Task to carry out - In full and without alteration, repeat the material.

Supplied records -
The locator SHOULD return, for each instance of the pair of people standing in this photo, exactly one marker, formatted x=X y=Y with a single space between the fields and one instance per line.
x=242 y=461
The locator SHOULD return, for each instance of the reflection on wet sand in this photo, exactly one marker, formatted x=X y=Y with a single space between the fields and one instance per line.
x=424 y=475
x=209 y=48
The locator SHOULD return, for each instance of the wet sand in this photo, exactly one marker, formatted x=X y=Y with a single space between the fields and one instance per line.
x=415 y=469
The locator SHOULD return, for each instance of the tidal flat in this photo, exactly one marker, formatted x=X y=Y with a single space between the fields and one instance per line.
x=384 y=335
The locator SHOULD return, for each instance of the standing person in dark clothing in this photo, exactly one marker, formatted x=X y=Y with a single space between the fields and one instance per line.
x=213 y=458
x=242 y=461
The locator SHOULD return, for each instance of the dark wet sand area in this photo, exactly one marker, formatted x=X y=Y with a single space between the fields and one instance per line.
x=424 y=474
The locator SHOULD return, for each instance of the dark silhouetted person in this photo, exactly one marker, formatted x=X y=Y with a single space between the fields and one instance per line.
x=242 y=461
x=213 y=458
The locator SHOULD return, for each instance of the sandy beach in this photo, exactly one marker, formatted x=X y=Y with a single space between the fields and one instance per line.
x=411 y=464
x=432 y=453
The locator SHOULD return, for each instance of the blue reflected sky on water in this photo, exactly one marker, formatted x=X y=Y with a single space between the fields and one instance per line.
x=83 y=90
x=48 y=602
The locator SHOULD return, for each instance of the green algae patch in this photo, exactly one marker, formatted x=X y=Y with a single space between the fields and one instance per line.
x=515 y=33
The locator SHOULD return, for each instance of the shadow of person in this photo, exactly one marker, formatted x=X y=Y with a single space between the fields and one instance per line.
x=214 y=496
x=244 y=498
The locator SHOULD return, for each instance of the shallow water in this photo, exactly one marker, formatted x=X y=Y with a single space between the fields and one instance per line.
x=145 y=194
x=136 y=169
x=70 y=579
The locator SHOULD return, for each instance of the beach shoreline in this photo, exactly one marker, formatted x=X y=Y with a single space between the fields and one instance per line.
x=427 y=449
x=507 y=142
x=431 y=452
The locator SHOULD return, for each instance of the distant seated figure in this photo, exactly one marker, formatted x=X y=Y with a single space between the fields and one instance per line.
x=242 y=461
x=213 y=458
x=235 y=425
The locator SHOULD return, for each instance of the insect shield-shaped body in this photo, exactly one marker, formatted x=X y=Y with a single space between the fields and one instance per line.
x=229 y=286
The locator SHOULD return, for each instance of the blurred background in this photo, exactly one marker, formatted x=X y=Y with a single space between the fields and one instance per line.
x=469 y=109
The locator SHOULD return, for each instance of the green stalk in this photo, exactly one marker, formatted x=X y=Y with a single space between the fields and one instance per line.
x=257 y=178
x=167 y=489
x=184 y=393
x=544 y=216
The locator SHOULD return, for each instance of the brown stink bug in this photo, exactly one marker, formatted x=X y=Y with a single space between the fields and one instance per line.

Written solution -
The locator SHOULD return, for each instance of the pair of people standing in this photo, exactly one marker, formatted x=X y=Y with a single space between the fields and one instance per line.
x=242 y=461
The locator SHOULD return, for each instance of the reflection on wet sand in this photo, exactly one marker, formatted x=X y=Y with a single space between the fields and one instance per line.
x=424 y=475
x=209 y=48
The locator SHOULD return, for each instance of the wet sand in this photo, exactly one marker, formatted x=X y=Y with a single space between the fields and one instance per line.
x=415 y=469
The locator SHOULD return, for each instance of the tidal flat in this photo, exactly one marker, formatted x=X y=Y with a single space between the fields and one instance per line.
x=384 y=335
The locator SHOULD return, for each instance of the standing person in dark clothing in this photo, exactly one marker, formatted x=X y=Y with a single space between the fields and one instance per line.
x=213 y=458
x=242 y=461
The locator SHOULD return, for each instance of the dark wet sand area in this photo, exactly one marker, formatted x=X y=Y with a single space between the fields and one instance per line.
x=424 y=474
The locator SHOULD return, for each instance of the dark silhouetted person in this photo, exactly one marker, formatted x=X y=Y with a single space between the fields and one instance per line.
x=242 y=461
x=213 y=458
The locator SHOULD return, for each instance of the sandy beach in this photo, exactly one marker, formatted x=X y=Y with a single space between the fields and one instance per line.
x=411 y=464
x=432 y=453
The locator SHOULD return, for each instance of the blue reflected sky on water in this photo, exactly one marker, formatted x=X y=Y with a single space between the fields and one instance per line.
x=83 y=90
x=48 y=602
The locator SHOULD return, for each instance of the green algae patch in this photo, exactly one marker, formatted x=X y=Y with a single space between the fields and one instance per line.
x=515 y=33
The locator SHOULD return, for each instance of the shadow of person in this photo, exactly one marker, formatted x=X y=Y with a single space between the fields and one instance per line.
x=214 y=496
x=244 y=498
The locator SHOULD return, for each instance of the shallow water in this photo, exactly one marker, formatted x=X y=Y with a single space between the fields and one instance per line.
x=145 y=194
x=136 y=169
x=70 y=579
The locator SHOULD return, for each instance of the beach shoreline in this photo, exactly one marker, formatted x=X y=Y with a single space between the fields and one instance per line.
x=427 y=449
x=507 y=142
x=431 y=452
The locator SHOULD return, for each instance of the distant seated figure in this photo, exactly one marker, formatted x=X y=Y with a single space between the fields and one instance per line.
x=242 y=461
x=213 y=458
x=235 y=425
The locator SHOULD return, for each instance of the insect shield-shaped body in this photo, exactly one marker, formatted x=X y=Y with a single space between the fields and one instance per line.
x=229 y=286
The locator SHOULD return, for each instance of the blurred background in this photo, exactly one marker, formatted x=X y=Y with a single space between the fields and one instance per line.
x=469 y=109
The locator SHOULD return, for each instance of the green stalk in this photo, exactly one marker, formatted x=X y=Y with a single space between the fields and one instance per line.
x=257 y=178
x=167 y=489
x=184 y=393
x=544 y=216
The locator SHOULD return, for each instance of the brown stink bug in this photo, exactly one marker, formatted x=X y=Y with a single space between the fields and one instance per line.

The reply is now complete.